Council decided couple tried to avoid care fees by helping daughter buy house
South Gloucestershire Council has been asked to apologise to an elderly couple after deciding they deliberately deprived themselves of capital in order to reduce the husband’s care costs.
The Local Government and Social Care Ombudsman has found the council did not take into consideration all the relevant facts when it decided the couple had deliberately deprived themselves of their assets.
An Ombudsman’s investigation found the council did not fully explore the reasons why the couple had transferred money to their daughter and son-in-law, before reaching its decision, and did not provide the couple with the reasons for its decision
The investigation also found the council did not carry out a financial assessment in line with the Care Act, Ombudsman Michael King, yesterday said:
“The guidance says people should be treated with dignity and are free to spend their income as they see fit – including, in this case, making a similar gift to one daughter as they have done previously for their other adult children.
“The council’s actions have caused this family additional stress and worry, at a time when the wife was already faced with the emotional trauma of placing her husband into a nursing home.
“South Gloucestershire Council now needs to consider our report and consider what action it will take.”

============

Your tasks:
(a) From the article on the care-fee ruling, list every failing that the Ombudsman found in South Gloucestershire Council's handling of the couple's case.
(b) Render this sentence from the care-fee article in Spanish: "The council's actions have caused this family additional stress and worry, at a time when the wife was already faced with the emotional trauma of placing her husband into a nursing home."
(c) Pick up the article about the Ombudsman's care-fee ruling against South Gloucestershire Council and continue it from its last sentence.
The entries placed after this article are not needed for any work here.

Dataset entries:
============

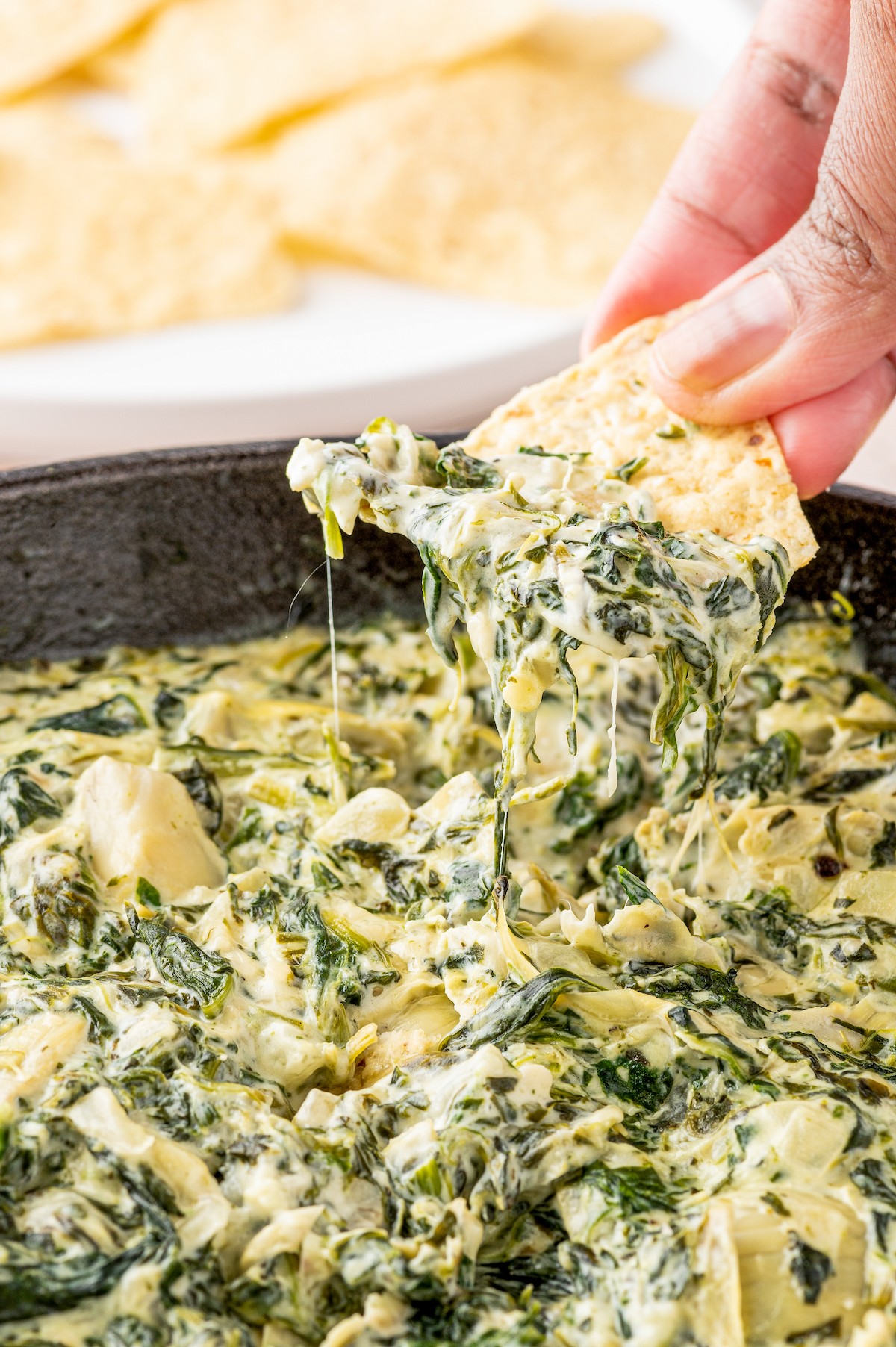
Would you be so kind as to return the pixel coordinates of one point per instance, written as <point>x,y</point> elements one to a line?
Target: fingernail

============

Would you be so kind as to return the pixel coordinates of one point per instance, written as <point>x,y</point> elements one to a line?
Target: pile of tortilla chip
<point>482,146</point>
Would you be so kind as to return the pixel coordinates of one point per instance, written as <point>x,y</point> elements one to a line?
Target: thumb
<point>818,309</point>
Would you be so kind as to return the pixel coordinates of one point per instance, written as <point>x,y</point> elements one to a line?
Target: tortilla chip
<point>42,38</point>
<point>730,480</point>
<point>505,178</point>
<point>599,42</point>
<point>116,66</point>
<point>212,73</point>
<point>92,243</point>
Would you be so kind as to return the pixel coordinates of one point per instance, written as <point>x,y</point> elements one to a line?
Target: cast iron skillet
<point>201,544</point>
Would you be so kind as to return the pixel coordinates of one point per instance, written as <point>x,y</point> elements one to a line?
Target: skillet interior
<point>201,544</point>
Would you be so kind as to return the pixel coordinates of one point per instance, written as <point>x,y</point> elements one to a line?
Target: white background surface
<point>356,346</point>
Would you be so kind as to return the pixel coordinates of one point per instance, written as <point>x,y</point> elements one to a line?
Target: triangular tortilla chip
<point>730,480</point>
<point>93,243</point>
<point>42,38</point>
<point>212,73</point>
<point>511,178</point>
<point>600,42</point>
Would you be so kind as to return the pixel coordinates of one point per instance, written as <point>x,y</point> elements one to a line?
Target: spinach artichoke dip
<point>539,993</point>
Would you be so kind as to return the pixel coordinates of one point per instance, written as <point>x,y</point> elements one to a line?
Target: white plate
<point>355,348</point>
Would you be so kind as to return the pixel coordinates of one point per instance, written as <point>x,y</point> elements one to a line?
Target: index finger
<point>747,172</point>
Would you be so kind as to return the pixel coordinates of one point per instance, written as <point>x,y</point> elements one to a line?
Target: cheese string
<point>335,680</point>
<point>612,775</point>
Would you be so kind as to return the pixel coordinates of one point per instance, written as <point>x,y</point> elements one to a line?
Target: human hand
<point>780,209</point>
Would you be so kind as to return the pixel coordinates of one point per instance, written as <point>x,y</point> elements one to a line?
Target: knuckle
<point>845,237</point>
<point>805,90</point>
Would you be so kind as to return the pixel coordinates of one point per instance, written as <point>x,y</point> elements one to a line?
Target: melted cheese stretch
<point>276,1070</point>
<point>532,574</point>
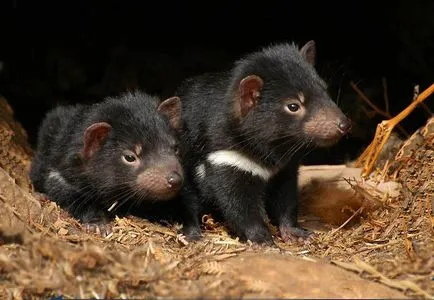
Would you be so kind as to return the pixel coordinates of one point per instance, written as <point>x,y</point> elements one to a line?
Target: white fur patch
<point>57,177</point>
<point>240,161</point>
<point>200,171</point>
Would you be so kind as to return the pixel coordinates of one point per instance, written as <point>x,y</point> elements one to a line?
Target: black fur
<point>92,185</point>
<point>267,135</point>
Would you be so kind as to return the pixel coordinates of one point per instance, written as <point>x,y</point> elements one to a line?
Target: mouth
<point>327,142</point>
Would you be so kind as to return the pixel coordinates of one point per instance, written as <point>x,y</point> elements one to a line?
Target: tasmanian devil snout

============

Task results:
(a)
- The council did not take into consideration all the relevant facts when it decided the couple had deliberately deprived themselves of their assets.
- It did not fully explore the reasons why the couple had transferred money to their daughter and son-in-law before reaching its decision.
- It did not provide the couple with the reasons for its decision.
- It did not carry out a financial assessment in line with the Care Act.

(b) Las acciones del ayuntamiento han causado a esta familia estrés y preocupación adicionales, en un momento en que la esposa ya se enfrentaba al trauma emocional de ingresar a su marido en una residencia de ancianos.

(c)
The husband, who has a number of health conditions including Parkinson’s Disease and dementia, had been living with his wife in their family home. Over the years the family had spent significant sums to adapt the home and garden to ensure he could remain there for as long as possible.
In the 1980s and 1990s the couple gave three of their children help to purchase their houses. Their fourth had been living in tied accommodation to her husband’s job, and so had not needed help to buy until he retired.
The husband’s condition deteriorated at the same time as the couple’s daughter needed help to buy a house.
He was placed in a nursing home and a financial assessment of the couple took into account the money they had recently given to their daughter and son-in-law. This meant they had to pay the full cost of his care, which they said they could not afford.
The Local Government and Social Care Ombudsman’s role is to remedy injustice and share learning from investigations to help improve public, and adult social care, services.
In this case the council should apologise to the family and pay the wife £250 to recognise the distress the situation has caused her. It should also review its decision that the couple deprived themselves of capital to avoid care charges, after first giving the wife the chance to provide further evidence to support her case.
It should give the wife a properly reasoned decision showing the evidence it has considered in accordance with statutory guidance.
The Ombudsman has the power to make recommendations to improve a council’s processes for the wider public. In this case the council should review its current procedures and guidance for staff on how to deal with cases where deprivation of capital may have occurred. It should also ensure financial assessments are carried out at the correct time.